## start THE RECORDS

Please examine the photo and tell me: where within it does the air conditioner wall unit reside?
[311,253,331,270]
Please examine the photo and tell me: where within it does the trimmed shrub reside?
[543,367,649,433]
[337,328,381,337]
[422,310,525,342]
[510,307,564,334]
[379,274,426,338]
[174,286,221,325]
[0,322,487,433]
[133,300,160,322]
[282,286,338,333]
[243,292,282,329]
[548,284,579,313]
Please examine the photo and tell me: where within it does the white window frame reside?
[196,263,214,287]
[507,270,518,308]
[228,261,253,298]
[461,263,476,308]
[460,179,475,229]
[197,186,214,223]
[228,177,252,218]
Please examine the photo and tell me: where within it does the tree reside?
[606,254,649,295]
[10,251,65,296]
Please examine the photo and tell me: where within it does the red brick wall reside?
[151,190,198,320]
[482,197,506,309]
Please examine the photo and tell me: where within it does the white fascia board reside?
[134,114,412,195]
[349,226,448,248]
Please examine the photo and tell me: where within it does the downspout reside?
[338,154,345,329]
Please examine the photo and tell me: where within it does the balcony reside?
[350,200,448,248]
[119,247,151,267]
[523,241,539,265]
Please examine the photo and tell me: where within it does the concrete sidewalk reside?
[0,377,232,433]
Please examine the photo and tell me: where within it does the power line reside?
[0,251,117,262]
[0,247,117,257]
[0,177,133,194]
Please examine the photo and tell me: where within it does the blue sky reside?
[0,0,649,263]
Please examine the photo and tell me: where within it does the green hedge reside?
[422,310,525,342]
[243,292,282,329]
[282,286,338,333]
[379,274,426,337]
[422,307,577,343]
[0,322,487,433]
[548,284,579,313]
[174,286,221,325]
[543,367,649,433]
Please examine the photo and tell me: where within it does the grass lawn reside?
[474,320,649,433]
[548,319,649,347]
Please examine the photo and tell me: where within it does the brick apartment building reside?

## end THE RECORDS
## start THE RECORDS

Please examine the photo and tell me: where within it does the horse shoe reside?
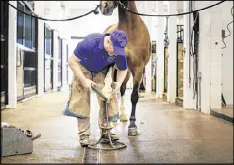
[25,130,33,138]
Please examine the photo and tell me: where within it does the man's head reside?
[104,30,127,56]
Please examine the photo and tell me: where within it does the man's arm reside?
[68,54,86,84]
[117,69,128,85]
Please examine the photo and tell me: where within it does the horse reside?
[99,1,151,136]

## end THE RECORDS
## start THE RECORDS

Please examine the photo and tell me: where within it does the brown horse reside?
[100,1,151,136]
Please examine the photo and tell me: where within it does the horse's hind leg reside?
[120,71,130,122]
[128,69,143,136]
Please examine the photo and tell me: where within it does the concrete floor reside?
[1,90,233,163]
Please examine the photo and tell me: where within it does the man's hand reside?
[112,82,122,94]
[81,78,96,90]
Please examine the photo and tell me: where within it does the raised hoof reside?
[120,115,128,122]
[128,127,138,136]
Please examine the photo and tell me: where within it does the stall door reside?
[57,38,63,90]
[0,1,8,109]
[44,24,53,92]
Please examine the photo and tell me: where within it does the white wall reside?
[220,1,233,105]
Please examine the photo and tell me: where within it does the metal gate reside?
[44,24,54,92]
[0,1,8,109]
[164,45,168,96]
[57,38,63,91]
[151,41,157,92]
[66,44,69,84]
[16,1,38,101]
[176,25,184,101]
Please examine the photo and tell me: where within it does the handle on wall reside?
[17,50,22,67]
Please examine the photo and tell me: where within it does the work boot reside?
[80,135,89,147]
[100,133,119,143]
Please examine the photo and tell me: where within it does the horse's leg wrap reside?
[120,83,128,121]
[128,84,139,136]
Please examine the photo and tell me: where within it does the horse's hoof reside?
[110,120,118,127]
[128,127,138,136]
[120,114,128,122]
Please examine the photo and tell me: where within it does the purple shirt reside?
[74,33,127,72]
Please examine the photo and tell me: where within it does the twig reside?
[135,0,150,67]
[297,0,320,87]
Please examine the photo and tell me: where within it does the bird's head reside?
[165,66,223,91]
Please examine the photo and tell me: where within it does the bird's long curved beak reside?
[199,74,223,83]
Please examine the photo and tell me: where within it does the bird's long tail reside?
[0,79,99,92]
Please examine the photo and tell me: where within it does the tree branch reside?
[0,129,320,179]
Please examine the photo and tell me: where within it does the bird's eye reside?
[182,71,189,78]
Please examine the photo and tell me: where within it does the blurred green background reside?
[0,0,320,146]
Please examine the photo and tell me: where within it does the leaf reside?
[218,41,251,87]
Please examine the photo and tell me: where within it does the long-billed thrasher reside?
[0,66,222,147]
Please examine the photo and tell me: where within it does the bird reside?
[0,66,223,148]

## end THE RECORDS

▶ **WRITTEN REQUEST**
Rewrite everything from the line with "long-billed thrasher reside?" down to the line with "[0,66,223,148]", swapping "bird" for "songbird" and leaving the rest untouched.

▶ **SOLUTION TO THIS EXERCISE**
Please examine the photo and tell me: where within it does the long-billed thrasher reside?
[0,66,222,147]
Please examine the photo and tell me: where within it does the songbird reside?
[0,66,223,148]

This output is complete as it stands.